_Entries from an annotation dataset_:
[start]
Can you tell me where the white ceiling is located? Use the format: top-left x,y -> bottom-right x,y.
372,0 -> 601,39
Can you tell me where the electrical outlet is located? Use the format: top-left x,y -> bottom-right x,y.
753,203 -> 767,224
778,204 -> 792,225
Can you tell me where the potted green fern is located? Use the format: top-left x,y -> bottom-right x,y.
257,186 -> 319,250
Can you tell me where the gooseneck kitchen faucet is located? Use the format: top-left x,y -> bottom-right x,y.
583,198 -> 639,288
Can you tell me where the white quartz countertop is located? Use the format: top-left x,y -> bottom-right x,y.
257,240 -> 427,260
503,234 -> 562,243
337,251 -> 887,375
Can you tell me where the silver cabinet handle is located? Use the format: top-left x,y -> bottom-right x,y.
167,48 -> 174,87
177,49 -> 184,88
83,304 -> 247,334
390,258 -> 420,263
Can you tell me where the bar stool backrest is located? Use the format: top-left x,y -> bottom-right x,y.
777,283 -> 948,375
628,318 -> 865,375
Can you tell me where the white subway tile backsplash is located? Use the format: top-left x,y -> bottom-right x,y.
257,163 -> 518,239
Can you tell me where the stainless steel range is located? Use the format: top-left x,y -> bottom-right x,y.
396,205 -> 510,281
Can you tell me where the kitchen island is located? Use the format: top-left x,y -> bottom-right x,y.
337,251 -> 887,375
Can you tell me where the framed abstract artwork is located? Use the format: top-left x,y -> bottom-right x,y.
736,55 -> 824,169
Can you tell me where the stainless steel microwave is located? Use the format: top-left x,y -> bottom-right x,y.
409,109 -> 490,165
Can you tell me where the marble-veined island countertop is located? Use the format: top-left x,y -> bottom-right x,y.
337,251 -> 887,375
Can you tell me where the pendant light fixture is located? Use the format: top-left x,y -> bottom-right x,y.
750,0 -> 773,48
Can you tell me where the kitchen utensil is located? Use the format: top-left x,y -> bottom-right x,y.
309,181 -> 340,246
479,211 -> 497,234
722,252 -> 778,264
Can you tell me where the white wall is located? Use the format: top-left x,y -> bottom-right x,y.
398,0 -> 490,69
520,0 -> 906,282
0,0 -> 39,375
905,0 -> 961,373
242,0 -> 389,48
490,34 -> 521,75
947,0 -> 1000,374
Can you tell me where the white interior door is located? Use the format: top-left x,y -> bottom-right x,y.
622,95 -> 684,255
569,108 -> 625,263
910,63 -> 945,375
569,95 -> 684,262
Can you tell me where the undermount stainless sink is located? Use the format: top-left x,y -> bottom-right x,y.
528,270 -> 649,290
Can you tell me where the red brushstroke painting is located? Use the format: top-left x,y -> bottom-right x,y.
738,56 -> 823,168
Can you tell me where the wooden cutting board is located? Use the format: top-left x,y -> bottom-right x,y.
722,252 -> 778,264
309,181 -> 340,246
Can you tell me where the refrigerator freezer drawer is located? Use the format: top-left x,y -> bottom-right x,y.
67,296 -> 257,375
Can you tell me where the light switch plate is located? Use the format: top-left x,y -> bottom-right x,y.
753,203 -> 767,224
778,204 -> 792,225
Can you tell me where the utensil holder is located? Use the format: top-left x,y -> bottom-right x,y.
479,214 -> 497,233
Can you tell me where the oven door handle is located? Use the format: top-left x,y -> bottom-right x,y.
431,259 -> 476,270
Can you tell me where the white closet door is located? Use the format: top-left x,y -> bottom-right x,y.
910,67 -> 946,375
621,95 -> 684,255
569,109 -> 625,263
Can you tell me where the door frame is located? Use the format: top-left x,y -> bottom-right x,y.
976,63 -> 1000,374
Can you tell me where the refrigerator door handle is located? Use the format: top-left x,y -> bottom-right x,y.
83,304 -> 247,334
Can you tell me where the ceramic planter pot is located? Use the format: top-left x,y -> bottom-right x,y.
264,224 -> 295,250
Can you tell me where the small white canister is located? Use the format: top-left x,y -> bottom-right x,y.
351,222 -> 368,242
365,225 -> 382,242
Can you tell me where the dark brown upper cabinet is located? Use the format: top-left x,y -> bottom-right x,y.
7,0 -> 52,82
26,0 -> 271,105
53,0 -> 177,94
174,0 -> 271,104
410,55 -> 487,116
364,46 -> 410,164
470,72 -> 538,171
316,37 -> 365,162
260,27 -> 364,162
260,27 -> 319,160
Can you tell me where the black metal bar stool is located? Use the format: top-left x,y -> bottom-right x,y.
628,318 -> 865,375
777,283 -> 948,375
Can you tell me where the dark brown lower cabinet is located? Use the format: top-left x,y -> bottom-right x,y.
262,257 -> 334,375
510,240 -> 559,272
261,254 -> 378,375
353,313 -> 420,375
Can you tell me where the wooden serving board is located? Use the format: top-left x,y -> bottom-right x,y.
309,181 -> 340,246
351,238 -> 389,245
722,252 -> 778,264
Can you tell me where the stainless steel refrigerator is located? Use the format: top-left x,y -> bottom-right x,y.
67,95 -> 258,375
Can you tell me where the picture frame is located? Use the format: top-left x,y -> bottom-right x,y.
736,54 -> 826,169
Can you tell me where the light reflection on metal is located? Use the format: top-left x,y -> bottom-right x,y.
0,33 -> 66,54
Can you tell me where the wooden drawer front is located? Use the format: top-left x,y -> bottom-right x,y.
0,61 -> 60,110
[end]
_GIVEN INSTRUCTION_:
Rewrite the stretch of entries that opens with the line containing "Can you tell me where the marble-veined" and closes with the line containing "569,95 -> 684,262", keeping every line. Add 69 to each coordinate in the answers.

_REPLY TO THE TASK_:
Can you tell me where the marble-veined island countertop is located? Use the format: top-left x,y -> bottom-right x,y.
406,320 -> 956,444
Can you tell me where the pendant light fixture is located? Use the format: top-left x,y -> bottom-right x,y.
819,69 -> 842,117
Can you tell me where the kitchen utensil is located? Use the format: top-left x,y -> bottom-right x,y.
378,250 -> 409,315
548,280 -> 566,303
791,321 -> 847,333
Can you tell me where the white wall is located? Use the format: top-left x,y -> bottom-right x,y.
467,69 -> 559,138
589,69 -> 975,351
69,69 -> 108,444
974,69 -> 1030,442
311,69 -> 458,117
559,103 -> 590,144
1016,69 -> 1069,443
Can you tell me where the white interior door is located? Use the format: top-left x,y -> bottom-right x,y.
691,164 -> 753,324
638,177 -> 694,332
979,132 -> 1014,444
638,164 -> 753,331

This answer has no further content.